Recorded data:
>>>>
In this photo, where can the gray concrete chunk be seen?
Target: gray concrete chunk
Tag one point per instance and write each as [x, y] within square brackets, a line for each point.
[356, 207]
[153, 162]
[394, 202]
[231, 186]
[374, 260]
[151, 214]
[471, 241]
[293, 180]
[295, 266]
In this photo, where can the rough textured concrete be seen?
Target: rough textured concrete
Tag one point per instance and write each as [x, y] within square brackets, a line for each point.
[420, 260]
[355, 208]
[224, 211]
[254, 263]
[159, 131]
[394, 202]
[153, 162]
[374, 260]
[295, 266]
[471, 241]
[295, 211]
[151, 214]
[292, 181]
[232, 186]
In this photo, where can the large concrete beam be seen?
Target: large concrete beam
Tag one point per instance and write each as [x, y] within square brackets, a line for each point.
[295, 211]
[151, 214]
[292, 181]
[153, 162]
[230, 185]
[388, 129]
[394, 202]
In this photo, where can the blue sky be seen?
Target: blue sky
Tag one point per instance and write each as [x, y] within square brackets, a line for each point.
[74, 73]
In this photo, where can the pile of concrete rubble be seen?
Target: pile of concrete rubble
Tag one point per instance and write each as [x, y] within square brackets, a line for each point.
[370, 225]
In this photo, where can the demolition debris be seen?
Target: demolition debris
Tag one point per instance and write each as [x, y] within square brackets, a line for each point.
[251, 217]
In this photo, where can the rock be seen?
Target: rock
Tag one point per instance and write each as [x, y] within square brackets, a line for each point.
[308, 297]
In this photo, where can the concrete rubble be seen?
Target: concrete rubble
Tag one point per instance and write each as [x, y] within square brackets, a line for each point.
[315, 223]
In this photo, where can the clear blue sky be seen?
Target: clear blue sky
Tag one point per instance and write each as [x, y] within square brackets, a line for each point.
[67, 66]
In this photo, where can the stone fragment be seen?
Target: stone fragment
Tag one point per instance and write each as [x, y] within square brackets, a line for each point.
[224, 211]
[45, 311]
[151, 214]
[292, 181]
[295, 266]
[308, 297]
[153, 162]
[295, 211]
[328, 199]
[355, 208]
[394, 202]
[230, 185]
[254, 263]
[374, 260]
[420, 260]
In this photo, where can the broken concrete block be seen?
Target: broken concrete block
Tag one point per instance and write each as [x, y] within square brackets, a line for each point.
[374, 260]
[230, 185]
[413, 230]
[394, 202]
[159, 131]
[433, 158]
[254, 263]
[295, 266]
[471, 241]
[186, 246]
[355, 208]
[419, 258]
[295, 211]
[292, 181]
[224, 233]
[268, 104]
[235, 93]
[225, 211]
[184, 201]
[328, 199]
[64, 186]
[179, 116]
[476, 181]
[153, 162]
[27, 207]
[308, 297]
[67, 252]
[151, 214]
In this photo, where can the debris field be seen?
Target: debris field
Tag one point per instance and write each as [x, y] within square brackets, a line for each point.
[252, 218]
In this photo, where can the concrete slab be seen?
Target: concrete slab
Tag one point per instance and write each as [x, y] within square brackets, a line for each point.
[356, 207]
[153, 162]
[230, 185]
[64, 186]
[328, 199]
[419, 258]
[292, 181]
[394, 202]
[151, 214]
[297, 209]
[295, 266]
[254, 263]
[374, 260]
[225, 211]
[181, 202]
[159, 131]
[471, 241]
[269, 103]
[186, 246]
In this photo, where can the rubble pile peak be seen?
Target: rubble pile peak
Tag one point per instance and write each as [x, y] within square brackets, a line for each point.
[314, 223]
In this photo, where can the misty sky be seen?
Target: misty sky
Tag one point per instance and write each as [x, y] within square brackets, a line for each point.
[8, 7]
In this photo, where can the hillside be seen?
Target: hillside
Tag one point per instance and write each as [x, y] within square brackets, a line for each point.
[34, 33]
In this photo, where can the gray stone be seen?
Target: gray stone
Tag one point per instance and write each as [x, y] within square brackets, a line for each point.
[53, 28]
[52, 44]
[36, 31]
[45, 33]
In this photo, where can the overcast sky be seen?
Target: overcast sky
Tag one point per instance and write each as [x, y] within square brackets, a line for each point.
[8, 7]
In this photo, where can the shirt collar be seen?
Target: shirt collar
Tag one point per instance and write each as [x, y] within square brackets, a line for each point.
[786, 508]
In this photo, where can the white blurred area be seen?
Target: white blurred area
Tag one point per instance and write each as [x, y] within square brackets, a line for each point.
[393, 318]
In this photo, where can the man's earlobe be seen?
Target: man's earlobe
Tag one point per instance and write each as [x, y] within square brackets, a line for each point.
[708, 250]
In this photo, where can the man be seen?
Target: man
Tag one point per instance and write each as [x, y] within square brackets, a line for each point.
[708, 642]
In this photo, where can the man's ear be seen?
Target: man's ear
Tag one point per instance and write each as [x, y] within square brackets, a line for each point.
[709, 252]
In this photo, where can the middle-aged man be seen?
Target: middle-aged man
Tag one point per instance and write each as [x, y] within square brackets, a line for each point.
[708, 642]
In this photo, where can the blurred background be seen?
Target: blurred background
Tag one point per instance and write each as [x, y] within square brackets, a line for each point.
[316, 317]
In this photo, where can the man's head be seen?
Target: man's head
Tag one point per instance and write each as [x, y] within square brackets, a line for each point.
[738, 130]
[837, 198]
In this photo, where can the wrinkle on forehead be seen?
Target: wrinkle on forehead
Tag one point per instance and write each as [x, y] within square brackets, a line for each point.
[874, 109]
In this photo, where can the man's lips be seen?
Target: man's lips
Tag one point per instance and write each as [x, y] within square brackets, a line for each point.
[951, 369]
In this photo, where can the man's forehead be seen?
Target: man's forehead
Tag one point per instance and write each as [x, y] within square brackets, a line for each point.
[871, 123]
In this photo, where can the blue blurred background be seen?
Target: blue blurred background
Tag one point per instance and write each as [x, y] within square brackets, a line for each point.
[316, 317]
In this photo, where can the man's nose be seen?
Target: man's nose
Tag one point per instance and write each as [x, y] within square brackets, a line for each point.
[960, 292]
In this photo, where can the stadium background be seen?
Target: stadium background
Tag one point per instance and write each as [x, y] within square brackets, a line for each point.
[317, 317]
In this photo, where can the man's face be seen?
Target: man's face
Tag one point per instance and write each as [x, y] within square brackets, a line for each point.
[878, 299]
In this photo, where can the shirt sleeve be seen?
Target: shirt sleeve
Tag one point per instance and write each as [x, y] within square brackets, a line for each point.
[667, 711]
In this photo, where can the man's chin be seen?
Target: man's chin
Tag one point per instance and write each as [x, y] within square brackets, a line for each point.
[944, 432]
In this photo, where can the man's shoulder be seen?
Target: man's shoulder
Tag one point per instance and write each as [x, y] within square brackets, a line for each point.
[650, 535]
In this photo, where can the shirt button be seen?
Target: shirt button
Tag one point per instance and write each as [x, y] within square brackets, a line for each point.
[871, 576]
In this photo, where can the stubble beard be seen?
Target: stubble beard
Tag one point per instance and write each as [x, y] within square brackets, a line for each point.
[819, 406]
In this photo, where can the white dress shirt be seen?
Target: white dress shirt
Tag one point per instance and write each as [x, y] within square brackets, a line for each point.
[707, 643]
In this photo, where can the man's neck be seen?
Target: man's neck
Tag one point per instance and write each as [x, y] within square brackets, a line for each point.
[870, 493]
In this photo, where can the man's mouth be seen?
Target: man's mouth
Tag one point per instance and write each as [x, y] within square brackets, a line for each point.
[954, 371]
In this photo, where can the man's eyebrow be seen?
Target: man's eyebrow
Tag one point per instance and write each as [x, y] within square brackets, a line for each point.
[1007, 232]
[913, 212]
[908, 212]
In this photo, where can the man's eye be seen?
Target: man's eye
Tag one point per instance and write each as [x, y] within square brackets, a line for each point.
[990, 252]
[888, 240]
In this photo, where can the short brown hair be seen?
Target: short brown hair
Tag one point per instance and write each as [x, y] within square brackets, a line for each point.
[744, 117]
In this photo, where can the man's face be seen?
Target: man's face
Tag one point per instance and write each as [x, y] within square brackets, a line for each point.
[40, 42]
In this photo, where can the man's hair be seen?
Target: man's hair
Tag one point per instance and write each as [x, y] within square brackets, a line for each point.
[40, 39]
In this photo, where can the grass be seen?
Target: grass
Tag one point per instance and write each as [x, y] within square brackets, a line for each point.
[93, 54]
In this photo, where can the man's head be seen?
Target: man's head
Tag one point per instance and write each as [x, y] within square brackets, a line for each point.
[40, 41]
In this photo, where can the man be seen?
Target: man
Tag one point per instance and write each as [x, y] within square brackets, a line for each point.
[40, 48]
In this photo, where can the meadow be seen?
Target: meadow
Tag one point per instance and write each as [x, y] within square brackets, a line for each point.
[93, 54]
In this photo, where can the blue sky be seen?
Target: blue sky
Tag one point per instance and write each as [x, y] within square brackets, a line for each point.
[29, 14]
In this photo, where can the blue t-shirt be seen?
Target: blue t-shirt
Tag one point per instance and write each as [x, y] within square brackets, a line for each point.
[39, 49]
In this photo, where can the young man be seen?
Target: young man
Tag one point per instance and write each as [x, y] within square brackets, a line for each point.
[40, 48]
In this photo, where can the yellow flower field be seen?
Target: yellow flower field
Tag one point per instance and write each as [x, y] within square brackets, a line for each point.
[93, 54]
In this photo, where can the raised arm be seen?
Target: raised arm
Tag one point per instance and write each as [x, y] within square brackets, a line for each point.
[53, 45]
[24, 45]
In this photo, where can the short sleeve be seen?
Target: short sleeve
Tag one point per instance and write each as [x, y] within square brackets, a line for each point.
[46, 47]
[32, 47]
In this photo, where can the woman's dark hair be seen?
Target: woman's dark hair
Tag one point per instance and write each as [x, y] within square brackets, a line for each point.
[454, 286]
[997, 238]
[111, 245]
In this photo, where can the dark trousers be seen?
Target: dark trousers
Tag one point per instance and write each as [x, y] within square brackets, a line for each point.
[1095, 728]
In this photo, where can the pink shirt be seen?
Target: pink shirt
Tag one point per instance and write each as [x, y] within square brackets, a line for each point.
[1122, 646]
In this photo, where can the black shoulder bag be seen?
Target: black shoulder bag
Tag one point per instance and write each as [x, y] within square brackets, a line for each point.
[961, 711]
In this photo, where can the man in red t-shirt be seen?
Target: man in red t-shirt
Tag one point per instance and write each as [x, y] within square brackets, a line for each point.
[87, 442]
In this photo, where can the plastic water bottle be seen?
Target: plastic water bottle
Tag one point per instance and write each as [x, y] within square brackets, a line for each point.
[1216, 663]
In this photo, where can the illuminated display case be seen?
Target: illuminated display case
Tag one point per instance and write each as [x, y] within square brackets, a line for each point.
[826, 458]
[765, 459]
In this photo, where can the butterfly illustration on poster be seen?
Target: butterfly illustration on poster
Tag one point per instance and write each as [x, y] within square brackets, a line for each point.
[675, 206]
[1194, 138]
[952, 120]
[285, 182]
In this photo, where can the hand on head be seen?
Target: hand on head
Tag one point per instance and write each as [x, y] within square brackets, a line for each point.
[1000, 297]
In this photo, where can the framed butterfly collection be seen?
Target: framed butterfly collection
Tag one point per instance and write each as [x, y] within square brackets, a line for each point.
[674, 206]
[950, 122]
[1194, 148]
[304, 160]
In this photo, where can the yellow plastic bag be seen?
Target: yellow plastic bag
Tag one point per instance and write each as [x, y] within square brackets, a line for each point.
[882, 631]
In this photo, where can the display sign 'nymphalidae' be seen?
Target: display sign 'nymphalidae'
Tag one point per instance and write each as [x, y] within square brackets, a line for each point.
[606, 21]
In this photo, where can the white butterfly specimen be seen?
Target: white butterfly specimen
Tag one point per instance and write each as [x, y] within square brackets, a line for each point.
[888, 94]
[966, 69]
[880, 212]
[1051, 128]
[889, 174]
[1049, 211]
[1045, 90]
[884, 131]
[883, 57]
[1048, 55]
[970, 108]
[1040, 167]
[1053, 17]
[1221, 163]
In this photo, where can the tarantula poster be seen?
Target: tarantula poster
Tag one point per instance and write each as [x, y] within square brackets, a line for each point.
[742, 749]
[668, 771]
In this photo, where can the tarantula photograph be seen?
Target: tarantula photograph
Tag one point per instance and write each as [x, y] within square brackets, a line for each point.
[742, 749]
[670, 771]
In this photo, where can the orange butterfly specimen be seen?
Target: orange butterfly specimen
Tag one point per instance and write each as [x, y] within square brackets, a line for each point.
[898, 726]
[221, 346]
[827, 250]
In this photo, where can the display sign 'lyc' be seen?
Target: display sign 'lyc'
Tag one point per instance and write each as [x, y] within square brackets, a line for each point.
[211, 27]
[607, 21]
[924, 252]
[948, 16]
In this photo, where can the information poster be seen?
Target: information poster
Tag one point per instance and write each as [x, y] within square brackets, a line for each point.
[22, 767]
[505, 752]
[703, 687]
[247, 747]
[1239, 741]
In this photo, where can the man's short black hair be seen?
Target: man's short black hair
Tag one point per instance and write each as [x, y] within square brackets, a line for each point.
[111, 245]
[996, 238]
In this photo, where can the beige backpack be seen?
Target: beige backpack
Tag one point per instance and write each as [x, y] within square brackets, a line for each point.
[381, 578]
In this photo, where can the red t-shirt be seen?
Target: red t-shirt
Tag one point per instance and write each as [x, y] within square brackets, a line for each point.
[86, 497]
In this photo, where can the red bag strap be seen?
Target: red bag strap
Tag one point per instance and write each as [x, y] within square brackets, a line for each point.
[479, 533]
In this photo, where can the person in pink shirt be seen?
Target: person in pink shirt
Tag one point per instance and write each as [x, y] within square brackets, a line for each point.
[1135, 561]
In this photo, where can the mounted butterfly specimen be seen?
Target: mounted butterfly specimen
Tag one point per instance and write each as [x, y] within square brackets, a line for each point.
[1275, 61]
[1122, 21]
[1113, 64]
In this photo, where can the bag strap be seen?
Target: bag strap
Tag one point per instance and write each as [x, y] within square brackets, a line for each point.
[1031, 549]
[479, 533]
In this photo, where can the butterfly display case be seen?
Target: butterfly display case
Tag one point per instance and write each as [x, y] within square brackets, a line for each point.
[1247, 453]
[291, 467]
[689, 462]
<<<<
Identify the lines in the entries that hold "yellow" and return each one.

In this photo, where can the yellow flower field be seen?
Target: yellow flower field
In this photo, where can the yellow plastic bag be seen?
Target: yellow plastic bag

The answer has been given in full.